* Exercise aim: Your copy should match the listing below word for word, with no images in it.
......
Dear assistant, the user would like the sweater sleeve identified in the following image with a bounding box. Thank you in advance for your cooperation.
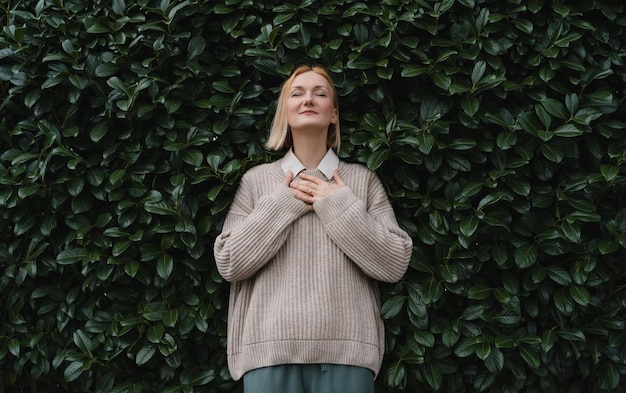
[313,171,413,283]
[214,172,310,282]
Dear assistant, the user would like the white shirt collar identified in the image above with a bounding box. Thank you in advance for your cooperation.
[281,148,339,180]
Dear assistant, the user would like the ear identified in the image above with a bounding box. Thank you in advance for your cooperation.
[331,108,339,124]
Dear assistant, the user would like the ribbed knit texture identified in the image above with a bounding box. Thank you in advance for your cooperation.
[214,159,413,381]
......
* Solution to this exercise:
Dear assistant, the user would like the sweater sleeve identified in the following image with a bounding box. Thank you in advance for your cooperation.
[313,171,413,283]
[214,172,310,282]
Dear assistant, the user would like the white shirt collar identified in the image above with a bounding box. Thank you in advance for your cooperation.
[281,148,339,180]
Dear assistant, the user would like the ear identified in the image above with a bounding box. Thank you in advance for your cooperation.
[331,108,339,124]
Dear assistant, the user would like the ribbed knit texture identified in the image above with a bounding box. Thank you in advance for your cooperation.
[214,159,413,381]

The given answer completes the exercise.